= EXERCISE SET =
1. Copy out the passage of the ground rules for coping with tragedy from "Ground Rule #6" up to and including "victim that day.".
2. Write the next part of the ground rules for coping with tragedy, picking up after the last sentence shown.

TEXT below:

Ground Rule #2 Intervention. Chance doesn't have a brain capable of forming intent, so stuff happens equally to good and bad people. Lottery winners are no more deserving than any other players of the lottery, and murder victims are not deserving of their fate either. Randomness is random. Nothing personal.
Ground Rule #3 Our time on Earth is limited. There will be both bad and good. Shockingly bad things are only shocking because good/beneficial things are so common. The boy suffered for one or two days but had a great life for the rest of his eight years. Likewise the people around him. This is not an everyday experience for them. They can choose to focus on the good in the world in order to put the horrors of child murder into perspective.
Ground Rule #4 The Big Picture: there are unintended consequences to "good" things (i.e. "No good deed goes unpunished," another slogan I learned in Brooklyn!) and "bad" things alike. Some things are random, some are the direct result of some previous random event.n Keeping a nuanced perspective can help us go on. Resilience is in our DNA, or else we wouldn't have been able to spread out around the world.
Ground Rule #5 Opportunity for Growth. The more experiences we have the more we can relate to other people. Difficulties "build character," they say (whoever they are). All of our experiences contribute to who we are, and we can choose to bring something "good" from something "bad." It's hard to think of a way that something good could come of something so horrible, but there probably will be, like the man who took precautions during a tornado warning for the first time because of the recent example of Joplin and wound up surviving.
Ground Rule #6 We're all human. We're all mortal. Nobody is immune to the types of things that happen to humans (unless you've been vaccinated against contagious disease!) Again, nothing personal. No reason. No plan. Children sometimes die. There are horrible people and horrible diseases and horrible people who get horrible mental illnesses. Even when DNA or some choice points to a specific instance, it's still impersonal. Some other little boy could have been that man's victim that day.

End of TEXT.
EXTRACTED MATERIAL below:

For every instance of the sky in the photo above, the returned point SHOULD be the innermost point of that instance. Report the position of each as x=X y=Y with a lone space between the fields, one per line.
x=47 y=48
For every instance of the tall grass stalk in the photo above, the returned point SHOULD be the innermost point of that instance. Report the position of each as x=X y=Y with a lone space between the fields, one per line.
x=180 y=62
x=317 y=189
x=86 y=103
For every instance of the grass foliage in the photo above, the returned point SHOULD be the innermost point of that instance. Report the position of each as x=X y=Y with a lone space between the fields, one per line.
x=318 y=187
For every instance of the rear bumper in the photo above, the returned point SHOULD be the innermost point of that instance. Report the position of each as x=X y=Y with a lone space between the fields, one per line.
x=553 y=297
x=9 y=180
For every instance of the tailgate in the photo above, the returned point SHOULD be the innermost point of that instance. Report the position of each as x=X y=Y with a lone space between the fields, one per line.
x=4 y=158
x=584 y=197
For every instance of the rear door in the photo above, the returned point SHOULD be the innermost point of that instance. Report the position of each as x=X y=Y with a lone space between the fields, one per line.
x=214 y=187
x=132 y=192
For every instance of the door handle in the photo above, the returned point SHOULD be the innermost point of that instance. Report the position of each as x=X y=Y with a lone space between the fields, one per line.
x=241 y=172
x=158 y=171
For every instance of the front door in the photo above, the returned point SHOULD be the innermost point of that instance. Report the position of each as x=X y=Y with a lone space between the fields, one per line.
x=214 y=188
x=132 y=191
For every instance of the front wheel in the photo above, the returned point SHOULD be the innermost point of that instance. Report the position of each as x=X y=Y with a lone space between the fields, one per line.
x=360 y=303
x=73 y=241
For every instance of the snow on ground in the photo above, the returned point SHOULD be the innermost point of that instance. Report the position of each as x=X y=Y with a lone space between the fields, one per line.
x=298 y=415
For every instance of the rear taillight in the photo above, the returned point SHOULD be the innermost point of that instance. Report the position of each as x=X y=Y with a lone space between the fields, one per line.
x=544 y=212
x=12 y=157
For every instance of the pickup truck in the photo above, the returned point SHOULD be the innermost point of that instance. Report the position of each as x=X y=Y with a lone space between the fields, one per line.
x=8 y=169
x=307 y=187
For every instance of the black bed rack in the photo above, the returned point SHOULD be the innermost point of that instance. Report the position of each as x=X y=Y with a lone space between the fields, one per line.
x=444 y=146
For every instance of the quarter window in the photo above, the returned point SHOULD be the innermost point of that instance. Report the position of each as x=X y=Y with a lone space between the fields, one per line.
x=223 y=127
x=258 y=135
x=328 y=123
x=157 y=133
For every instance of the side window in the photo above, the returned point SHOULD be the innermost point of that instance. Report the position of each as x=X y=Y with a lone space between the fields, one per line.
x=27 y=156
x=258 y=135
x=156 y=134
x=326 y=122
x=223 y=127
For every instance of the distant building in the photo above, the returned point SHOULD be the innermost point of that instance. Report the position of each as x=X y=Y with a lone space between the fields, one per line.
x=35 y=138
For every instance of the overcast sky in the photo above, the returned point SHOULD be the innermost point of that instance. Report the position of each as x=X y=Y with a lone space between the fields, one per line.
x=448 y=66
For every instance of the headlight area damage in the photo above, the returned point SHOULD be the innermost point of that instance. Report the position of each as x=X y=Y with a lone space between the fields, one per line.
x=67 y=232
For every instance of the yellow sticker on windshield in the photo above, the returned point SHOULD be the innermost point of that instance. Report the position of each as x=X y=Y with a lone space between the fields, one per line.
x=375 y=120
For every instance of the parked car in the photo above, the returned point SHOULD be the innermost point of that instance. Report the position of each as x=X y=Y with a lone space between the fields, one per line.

End of EXTRACTED MATERIAL.

= ANSWERS TO EACH TASK =
1.
Ground Rule #6 We're all human. We're all mortal. Nobody is immune to the types of things that happen to humans (unless you've been vaccinated against contagious disease!) Again, nothing personal. No reason. No plan. Children sometimes die. There are horrible people and horrible diseases and horrible people who get horrible mental illnesses. Even when DNA or some choice points to a specific instance, it's still impersonal. Some other little boy could have been that man's victim that day.

2.
Ground Rule #7 We're all part of the human race and the "Community of Man." This is because we evolved as a social species and we have organized larger and larger units. Live like your life depends on the kindness of strangers because it does.
Ground Rule #8 "What goes around comes around" was coined as a supernatural principle but there's an element of truth to it. Kind people attract kind people, and bitchy people attract uhhh nobody. Another expression I learned in Brooklyn is "Water seeks its own level." I associate with a lot of believers not because they're believers but because they're nice people. I've known some believers who are horrible horrible people. I've met some atheists I don't care for, too. This won't protect me from tornados or serial murderers, but people recognize their own "kind" and nice likes nice. Perhaps the secular Ground Rule #8 should be "Don't be an Asshole."
What I wish believers would realize is that the best ideas and the best qualities of their religions are secular. When they rationalize to make their God make sense, they are using their brains! They've already taken a huge step toward living a rational life when they rationalize how a fairy tale could apply to real life. To the extent that any holy book offers good advice, it's pretty much identical to what they would come up with on their own without referring to the holy book.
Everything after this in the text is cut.